🧪 A/B Test Statistical Significance Engine

A full-stack A/B testing platform built with Python and Streamlit. Automates frequentist hypothesis testing, Bayesian inference, sequential boundary analysis, and multi-metric batch testing — then compiles everything into a downloadable PDF report. Built to replicate the statistical rigor used at data-driven product and growth teams.

💡 Key Findings (Sample Run)

Analysis	Result
Frequentist (continuous)	p=0.0000, Cohen's d=0.529 (Medium), +10.8% lift → SHIP IT
Multi-Metric	3 of 5 metrics significant — revenue (+12.7%), pages_viewed (+27.4%), add_to_cart (+60.0%)
Bayesian	P(B > A) = 96.7%, expected loss = 0.02% → SHIP IT
Sequential (Monte Carlo)	Naive peeking = 15% false positive rate vs OBF = 5.0% — 3× inflation proven

✨ Features

Page	What it does
⚡ Power Analysis	Sample size calculator with live power curves, MDE analysis, and What-If checker
🔬 Run Test	T-test + Mann-Whitney U + chi-squared with data profiling, outlier detection, normality testing
📊 Multi-Metric	Batch-test all CSV metric columns — color-coded summary table, lift chart, p-value heatmap
🎲 Bayesian	P(B beats A), expected loss, credible intervals, prior sensitivity analysis
📈 Sequential	O'Brien-Fleming bounds, peeking risk detector, Monte Carlo false positive simulation
📋 Report	One-click PDF export of all results with business-readable ship/don't-ship recommendations

🏗️ Pipeline

Raw data (paste / CSV upload)
        │
        ▼
data_profiler.py      ← Shapiro-Wilk normality, IQR outlier detection, skewness
        │
        ▼
stats_engine.py       ← Welch's T-Test, Mann-Whitney U, Chi-Squared
        │
        ▼
power_analysis.py     ← Required N, achieved power, MDE curves (statsmodels)
        │
        ▼
bayesian_engine.py    ← Beta-Binomial posterior, Normal posterior, expected loss
        │
        ▼
sequential_testing.py ← O'Brien-Fleming bounds, Pocock bounds, Monte Carlo sim
        │
        ▼
report_builder.py     ← Ship / Don't Ship / Caution / Inconclusive decision logic
        │
        ▼
pdf_exporter.py       ← ReportLab multi-section PDF report
        │
        ▼
pages/ (Streamlit)    ← 6-page interactive UI

📁 Project Structure

ab_test_analyzer/
├── app.py                        # Home page and navigation
├── stats_engine.py               # T-test, Mann-Whitney U, Chi-Squared
├── bayesian_engine.py            # Bayesian Beta-Binomial + Normal model
├── power_analysis.py             # Sample size & power calculations
├── sequential_testing.py         # O'Brien-Fleming, Pocock, peeking detector
├── data_profiler.py              # Outlier detection, normality testing
├── report_builder.py             # Ship/don't-ship recommendation logic
├── pdf_exporter.py               # ReportLab PDF generation
├── sample_data.py                # Built-in sample datasets
├── utils.py                      # Shared UI helpers
├── pages/
│   ├── 1_Power_Analysis.py
│   ├── 2_Run_Test.py
│   ├── 3_Multi_Metric.py
│   ├── 4_Bayesian.py
│   ├── 5_Sequential.py
│   └── 6_Report.py
└── sample_data_files/
    └── multi_metric_sample.csv

🗂️ Statistical Methods

Method	Purpose
Welch's T-Test	Compares means of two independent groups; robust to unequal variances
Mann-Whitney U	Non-parametric alternative when normality fails or sample is small
Chi-Squared Test	Compares conversion rates between two groups
Cohen's d	Effect size for continuous metrics (T-Test)

*Dataset excerpts*:
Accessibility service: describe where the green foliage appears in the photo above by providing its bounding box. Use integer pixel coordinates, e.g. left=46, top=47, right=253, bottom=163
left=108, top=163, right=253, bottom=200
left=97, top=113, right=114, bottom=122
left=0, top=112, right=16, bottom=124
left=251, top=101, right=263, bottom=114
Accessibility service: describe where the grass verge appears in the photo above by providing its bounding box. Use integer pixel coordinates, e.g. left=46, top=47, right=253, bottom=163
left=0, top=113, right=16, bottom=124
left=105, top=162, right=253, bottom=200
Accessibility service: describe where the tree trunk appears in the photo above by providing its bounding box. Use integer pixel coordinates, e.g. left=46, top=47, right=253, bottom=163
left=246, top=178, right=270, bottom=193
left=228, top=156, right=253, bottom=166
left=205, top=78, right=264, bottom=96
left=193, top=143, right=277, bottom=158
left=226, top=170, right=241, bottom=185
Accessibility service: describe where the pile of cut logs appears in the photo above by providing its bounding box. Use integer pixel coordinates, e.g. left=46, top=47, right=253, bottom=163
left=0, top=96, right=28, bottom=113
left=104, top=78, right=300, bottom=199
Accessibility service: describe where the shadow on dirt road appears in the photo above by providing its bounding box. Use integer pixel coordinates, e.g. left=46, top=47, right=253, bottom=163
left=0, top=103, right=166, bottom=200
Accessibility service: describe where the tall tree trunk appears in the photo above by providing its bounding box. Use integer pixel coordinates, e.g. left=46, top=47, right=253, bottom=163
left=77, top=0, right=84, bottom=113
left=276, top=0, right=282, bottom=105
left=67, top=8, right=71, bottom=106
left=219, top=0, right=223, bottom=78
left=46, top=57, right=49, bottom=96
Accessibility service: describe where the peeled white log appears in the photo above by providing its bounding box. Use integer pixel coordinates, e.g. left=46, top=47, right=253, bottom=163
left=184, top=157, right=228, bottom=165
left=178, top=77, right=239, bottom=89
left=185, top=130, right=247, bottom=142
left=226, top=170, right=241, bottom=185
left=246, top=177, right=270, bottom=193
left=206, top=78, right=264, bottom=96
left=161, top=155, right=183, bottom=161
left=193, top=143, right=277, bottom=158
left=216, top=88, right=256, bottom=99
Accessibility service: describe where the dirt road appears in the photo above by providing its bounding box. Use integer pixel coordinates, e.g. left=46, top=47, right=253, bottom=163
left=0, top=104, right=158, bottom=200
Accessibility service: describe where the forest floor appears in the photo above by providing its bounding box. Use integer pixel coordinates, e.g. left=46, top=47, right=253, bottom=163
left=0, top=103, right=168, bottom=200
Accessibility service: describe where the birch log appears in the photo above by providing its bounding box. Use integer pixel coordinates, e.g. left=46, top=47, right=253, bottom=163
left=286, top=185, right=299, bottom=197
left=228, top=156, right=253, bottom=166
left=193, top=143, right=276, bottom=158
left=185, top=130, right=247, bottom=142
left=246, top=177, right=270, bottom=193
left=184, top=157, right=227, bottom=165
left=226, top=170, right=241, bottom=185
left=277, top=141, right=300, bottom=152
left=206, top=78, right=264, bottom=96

*Stated problem A*:
In the A/B test engine description, rewrite the passage between "A full-stack A/B" and "and growth teams.", inclusive, replacing "downloadable" with "shareable".
*Stated problem B*:
In the A/B test engine description, which library does pdf_exporter.py use to produce the PDF report?
*Stated problem C*:
Continue the A/B test engine description from its last line.

*Written answer A*:
A full-stack A/B testing platform built with Python and Streamlit. Automates frequentist hypothesis testing, Bayesian inference, sequential boundary analysis, and multi-metric batch testing — then compiles everything into a shareable PDF report. Built to replicate the statistical rigor used at data-driven product and growth teams.

*Written answer B*:
ReportLab.

*Written answer C*:
Cramér's V	Effect size for conversion rate tests (Chi-Squared)
Rank Biserial r	Effect size for Mann-Whitney U
Beta-Binomial Model	Bayesian posterior for conversion rate experiments
Normal Posterior	Bayesian model for continuous metric experiments
O'Brien-Fleming	Sequential boundary controlling false positives across interim looks
Pocock Boundary	Constant sequential boundary for early-stopping experiments
Shapiro-Wilk	Normality test — auto-recommends T-Test vs Mann-Whitney
IQR Fences	Outlier detection flagging data quality issues before analysis

🚀 How to Run

Prerequisites: Python 3.10+, pip

# 1. Clone the repo
git clone https://github.com/DeekshithaKalluri/ab-test-analyzer.git
cd ab-test-analyzer

# 2. Set up environment
python -m venv venv
source venv/bin/activate        # Mac/Linux
# venv\Scripts\activate         # Windows

# 3. Install dependencies
pip install -r requirements.txt

# 4. Launch the app
streamlit run app.py

Open http://localhost:8501 in your browser. The app loads with built-in sample data on every page — no uploads required to explore all features.

⚙️ Recommended Workflow

Step	Page	What to do
1	⚡ Power Analysis	Set your baseline rate and MDE — find required sample size before launching
2	🔬 Run Test	Paste values or upload CSV — run all three statistical tests
3	📊 Multi-Metric	Upload experiment CSV — batch-test all metrics at once
4	🎲 Bayesian	Run Bayesian analysis — get P(B > A) and expected loss
5	📈 Sequential	Check peeking risk — validate your result isn't a false positive
6	📋 Report	Generate and download the full PDF report

📊 Sample PDF Report

The Report page compiles all analysis into a structured PDF including:

Frequentist test results with confidence intervals and effect sizes
Multi-metric summary table (color-coded by decision)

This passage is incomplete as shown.